[Material provided]
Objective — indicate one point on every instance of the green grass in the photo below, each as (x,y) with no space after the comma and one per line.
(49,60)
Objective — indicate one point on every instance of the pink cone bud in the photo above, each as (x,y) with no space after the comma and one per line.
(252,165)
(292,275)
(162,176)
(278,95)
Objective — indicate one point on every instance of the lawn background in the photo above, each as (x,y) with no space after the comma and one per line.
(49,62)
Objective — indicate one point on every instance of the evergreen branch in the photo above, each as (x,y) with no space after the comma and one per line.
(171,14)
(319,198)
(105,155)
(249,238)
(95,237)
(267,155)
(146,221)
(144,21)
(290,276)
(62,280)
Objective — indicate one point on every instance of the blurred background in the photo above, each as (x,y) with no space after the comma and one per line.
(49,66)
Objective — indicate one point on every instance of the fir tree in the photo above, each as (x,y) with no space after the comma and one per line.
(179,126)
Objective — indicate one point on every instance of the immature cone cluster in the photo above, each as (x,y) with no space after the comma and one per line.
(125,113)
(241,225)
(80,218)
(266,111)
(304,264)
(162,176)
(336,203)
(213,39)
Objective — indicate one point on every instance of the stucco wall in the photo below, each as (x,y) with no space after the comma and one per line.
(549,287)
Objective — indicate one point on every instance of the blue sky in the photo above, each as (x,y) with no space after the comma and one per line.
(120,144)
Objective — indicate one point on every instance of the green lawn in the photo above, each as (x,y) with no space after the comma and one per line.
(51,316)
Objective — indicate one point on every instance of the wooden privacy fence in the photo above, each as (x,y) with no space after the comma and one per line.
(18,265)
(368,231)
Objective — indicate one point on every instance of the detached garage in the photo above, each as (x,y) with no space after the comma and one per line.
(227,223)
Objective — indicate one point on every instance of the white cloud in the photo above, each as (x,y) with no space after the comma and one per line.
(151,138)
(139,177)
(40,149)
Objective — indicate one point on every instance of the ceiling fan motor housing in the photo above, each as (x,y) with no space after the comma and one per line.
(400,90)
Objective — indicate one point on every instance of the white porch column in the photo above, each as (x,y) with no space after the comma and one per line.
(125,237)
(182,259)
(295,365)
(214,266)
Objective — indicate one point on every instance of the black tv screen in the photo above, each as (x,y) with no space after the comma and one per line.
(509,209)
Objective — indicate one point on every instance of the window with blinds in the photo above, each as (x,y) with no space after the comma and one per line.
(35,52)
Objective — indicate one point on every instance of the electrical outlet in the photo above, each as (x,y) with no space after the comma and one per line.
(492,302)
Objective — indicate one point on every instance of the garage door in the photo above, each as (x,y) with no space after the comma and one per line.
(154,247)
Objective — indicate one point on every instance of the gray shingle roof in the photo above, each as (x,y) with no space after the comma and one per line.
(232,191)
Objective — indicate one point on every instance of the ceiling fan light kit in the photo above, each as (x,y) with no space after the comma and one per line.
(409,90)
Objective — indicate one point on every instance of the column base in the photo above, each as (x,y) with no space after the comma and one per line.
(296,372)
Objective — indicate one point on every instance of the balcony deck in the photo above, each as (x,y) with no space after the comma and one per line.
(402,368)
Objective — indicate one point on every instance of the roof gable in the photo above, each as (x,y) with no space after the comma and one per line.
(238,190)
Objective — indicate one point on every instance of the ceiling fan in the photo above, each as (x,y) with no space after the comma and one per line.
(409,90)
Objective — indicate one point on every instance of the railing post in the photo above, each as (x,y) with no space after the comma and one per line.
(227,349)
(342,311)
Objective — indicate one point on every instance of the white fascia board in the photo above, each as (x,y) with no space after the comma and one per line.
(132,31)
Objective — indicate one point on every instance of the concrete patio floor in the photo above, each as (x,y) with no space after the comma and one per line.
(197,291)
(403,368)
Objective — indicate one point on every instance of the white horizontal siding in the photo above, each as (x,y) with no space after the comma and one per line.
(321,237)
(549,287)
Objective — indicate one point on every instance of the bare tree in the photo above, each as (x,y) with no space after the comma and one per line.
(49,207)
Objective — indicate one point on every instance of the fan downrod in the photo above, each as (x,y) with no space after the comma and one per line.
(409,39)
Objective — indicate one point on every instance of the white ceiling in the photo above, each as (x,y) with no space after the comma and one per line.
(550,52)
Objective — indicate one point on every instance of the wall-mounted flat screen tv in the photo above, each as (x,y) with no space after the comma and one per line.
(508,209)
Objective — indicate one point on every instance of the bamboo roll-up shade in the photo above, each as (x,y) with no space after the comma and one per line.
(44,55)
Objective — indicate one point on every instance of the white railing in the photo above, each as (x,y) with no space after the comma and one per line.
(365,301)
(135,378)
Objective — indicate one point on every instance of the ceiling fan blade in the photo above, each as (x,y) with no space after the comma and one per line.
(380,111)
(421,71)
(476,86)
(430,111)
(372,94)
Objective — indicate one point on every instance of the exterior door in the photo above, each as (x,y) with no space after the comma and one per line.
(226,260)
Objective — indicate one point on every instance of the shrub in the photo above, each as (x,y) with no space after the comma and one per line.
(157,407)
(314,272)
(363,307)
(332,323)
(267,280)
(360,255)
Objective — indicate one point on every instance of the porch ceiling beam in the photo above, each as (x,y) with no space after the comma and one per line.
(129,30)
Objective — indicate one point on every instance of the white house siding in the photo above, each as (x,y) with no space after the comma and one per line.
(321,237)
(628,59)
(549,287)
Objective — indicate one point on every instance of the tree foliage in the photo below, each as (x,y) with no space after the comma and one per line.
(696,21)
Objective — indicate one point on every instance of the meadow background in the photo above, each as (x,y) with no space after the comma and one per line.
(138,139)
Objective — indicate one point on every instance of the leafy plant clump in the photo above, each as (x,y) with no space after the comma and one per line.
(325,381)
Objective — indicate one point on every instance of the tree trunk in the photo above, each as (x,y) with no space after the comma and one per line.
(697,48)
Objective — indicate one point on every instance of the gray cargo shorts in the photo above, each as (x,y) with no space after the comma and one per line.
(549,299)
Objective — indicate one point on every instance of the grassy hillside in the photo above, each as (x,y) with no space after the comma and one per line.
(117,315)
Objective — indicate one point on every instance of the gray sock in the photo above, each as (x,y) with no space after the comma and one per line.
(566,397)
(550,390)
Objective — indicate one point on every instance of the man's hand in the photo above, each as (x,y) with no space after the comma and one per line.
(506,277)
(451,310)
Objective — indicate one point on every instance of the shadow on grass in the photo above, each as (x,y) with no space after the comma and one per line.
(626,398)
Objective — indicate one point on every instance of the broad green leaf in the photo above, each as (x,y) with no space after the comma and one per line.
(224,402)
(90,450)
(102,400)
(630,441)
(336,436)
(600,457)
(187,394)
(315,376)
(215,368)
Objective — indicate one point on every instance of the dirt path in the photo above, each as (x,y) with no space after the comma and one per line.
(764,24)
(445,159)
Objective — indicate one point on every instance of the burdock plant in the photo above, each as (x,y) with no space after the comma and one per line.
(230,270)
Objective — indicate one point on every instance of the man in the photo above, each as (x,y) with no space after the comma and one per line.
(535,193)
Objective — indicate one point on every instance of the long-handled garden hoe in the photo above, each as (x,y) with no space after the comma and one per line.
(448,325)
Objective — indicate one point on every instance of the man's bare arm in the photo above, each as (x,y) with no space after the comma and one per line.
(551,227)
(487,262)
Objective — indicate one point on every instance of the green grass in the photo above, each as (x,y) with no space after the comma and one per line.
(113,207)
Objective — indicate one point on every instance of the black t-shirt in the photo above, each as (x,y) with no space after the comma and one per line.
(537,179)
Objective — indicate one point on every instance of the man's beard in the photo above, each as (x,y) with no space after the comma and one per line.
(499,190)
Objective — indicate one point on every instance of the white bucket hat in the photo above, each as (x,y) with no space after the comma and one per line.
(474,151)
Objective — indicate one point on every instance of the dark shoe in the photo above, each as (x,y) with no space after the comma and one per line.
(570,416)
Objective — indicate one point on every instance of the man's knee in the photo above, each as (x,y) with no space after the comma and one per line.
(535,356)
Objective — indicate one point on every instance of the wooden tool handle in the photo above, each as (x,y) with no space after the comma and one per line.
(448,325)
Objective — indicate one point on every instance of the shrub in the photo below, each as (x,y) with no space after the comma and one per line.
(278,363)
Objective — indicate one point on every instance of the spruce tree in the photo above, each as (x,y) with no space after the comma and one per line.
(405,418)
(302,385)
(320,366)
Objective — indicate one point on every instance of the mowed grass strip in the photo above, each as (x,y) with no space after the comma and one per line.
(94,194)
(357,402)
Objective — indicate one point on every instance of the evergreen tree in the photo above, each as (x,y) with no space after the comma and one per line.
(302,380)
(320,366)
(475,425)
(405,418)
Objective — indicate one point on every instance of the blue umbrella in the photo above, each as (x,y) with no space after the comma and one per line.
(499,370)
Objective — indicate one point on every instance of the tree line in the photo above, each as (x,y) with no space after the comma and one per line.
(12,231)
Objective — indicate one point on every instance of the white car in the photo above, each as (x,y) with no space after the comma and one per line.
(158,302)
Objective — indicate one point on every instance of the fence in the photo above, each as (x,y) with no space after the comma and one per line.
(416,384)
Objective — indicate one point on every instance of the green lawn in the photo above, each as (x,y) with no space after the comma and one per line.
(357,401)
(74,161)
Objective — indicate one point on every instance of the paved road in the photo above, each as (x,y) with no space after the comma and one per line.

[Prompt]
Begin with the line that contains "Objective — indicate one point on every instance of the mowed" and end with the last line of the records; set down every line in that span exactly, and nothing else.

[Reply to the exercise]
Objective — indicate one point on every instance of the mowed grass strip in the photo above, each as (x,y) with no space after the comma and one per line.
(94,194)
(357,402)
Objective — indicate one point on every instance of the evergreen tree in the photo above, each as (x,y) with no space after the comma and one per line.
(302,380)
(320,366)
(475,425)
(405,418)
Objective — indicate one point on every instance of the blue umbrella in the photo above, each as (x,y) with no space after the comma and one per line.
(499,370)
Objective — indicate one point on every instance of the tree line in the photo above, each as (x,y) with no space after the comma and one per line.
(12,231)
Objective — indicate one point on every instance of the white car in the photo above, each as (x,y) with no space after the comma and one per line.
(158,302)
Objective — indicate one point on every instance of the fence in the photo above, each as (x,y) with no space after the comma and one per line.
(416,384)
Objective — indicate one point on every instance of the green lawn in the photo above, each as (x,y) with no space after the comma and one per line.
(357,401)
(74,161)
Objective — indicate one point on every instance of the paved road in the photo above, each as (x,y) with no space after the comma and one per line.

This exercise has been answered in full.